● AIM OF THE TASK:
The entries below must be repeated exactly. None may be skipped.

*** INFORMATION SHOWN Section Begins ***

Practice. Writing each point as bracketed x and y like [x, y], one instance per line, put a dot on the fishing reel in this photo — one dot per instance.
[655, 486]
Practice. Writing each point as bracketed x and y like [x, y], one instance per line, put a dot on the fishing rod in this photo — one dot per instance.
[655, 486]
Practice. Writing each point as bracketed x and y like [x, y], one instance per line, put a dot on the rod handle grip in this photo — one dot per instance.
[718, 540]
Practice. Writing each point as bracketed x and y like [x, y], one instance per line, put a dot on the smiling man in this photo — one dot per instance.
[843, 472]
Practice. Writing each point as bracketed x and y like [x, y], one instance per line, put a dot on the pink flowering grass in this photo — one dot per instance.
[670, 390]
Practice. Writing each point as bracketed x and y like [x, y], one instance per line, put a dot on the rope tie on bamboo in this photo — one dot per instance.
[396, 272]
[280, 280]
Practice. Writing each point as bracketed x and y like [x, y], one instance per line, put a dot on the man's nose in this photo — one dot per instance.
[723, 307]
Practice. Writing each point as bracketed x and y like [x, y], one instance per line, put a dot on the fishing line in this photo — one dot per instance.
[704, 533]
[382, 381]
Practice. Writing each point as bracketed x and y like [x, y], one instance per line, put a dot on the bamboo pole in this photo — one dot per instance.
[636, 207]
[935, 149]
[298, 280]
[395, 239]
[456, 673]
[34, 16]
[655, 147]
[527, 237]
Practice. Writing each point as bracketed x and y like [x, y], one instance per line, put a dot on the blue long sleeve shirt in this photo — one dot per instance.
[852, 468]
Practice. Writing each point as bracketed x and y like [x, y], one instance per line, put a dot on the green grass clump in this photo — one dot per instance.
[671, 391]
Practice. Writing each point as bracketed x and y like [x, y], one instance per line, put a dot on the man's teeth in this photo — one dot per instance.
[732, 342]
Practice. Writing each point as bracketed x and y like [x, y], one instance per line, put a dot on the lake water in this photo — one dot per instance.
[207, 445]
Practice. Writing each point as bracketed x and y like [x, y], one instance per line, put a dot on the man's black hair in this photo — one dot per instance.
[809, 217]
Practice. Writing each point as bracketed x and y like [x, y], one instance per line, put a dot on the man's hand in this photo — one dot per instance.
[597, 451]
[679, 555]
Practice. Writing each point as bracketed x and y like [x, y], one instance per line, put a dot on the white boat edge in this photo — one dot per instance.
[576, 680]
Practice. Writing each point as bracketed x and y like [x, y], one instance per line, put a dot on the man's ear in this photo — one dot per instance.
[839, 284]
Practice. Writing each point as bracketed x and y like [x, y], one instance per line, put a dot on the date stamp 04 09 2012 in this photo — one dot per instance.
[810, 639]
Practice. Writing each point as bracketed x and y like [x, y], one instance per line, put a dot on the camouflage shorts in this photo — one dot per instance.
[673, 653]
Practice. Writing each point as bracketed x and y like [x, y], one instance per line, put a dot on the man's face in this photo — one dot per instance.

*** INFORMATION SHOWN Section Ends ***

● COMPLETED TASK:
Practice. Writing each point as bracketed x and y like [x, y], one instance per line, put a dot on the fishing reel in this photo — one dot per instance.
[655, 486]
Practice. Writing each point as bracketed x and y like [x, y], one instance per line, put a dot on the fishing rod in this photo — one dot per instance.
[655, 486]
Practice. Writing each point as bracketed x and y like [x, y], one instance per line, put a dot on the rod handle grip in this photo — one dot per instance.
[718, 540]
Practice. Writing each point as bracketed x and y like [x, y], one instance per line, put a dot on the smiling man in this photo — one dot per instance.
[843, 472]
Practice. Writing each point as bracketed x and y like [x, y], one instance per line, put a dot on the pink flowering grass in this photo — one dot per instance.
[670, 390]
Practice. Writing each point as bracketed x and y like [x, y], one instance per line, put a dot on the rope tie on bamboo in this photo — one dot per instance.
[396, 272]
[280, 280]
Practice. Writing each point as bracketed x and y like [x, y], one instance per line, put a dot on the man's nose in this photo — one dot per instance.
[723, 307]
Practice. Writing each point as bracketed x and y like [x, y], one instance per line, put a dot on the fishing line in this photo — one dot per instance.
[704, 533]
[382, 381]
Practice. Writing each point as bracketed x and y like [x, y], one instance per line, put a dot on the bamboo pole in this photo — one dot per instance.
[636, 207]
[935, 149]
[298, 280]
[395, 239]
[456, 673]
[34, 16]
[655, 147]
[527, 237]
Practice. Writing each point as bracketed x and y like [x, y], one instance per line, put a dot on the blue long sleeve shirt in this photo — one dot per instance.
[852, 468]
Practice. Writing each point as bracketed x and y like [x, y], one instance per line, put a dot on the green grass clump in this photo — one dot per instance.
[671, 391]
Practice. Writing each point as bracketed x and y like [x, y], one instance per line, put a dot on the man's teeth in this photo — one dot per instance.
[732, 342]
Practice. Writing each point as bracketed x and y like [x, y], one instance per line, put a dot on the lake water in this photo — one dot per instance.
[207, 445]
Practice. Writing each point as bracketed x and y like [x, y], one instance per line, put a dot on the man's black hair in this photo — one dot per instance.
[809, 217]
Practice. Writing each point as bracketed x and y like [x, y], one instance per line, put a dot on the man's hand in this photo — one dot per instance.
[597, 451]
[679, 555]
Practice. Writing each point as bracketed x and y like [x, y], one instance per line, put a dot on the white boat edge in this photo — one dot per instance.
[576, 680]
Practice. Writing each point as bracketed x and y like [x, y], one instance per line, put a dot on the man's ear in this photo — one dot per instance.
[839, 284]
Practice. Writing each point as bracketed x and y like [x, y], one instance per line, put a dot on the date stamp 04 09 2012 in this photo — one dot per instance.
[810, 639]
Practice. Writing each point as bracketed x and y like [x, y], one instance per line, put a dot on the camouflage shorts in this photo — one dot per instance.
[673, 653]
Practice. Writing each point as bracketed x and y like [x, y], one instance per line, put a dot on the man's face in this photo — one dot per instance.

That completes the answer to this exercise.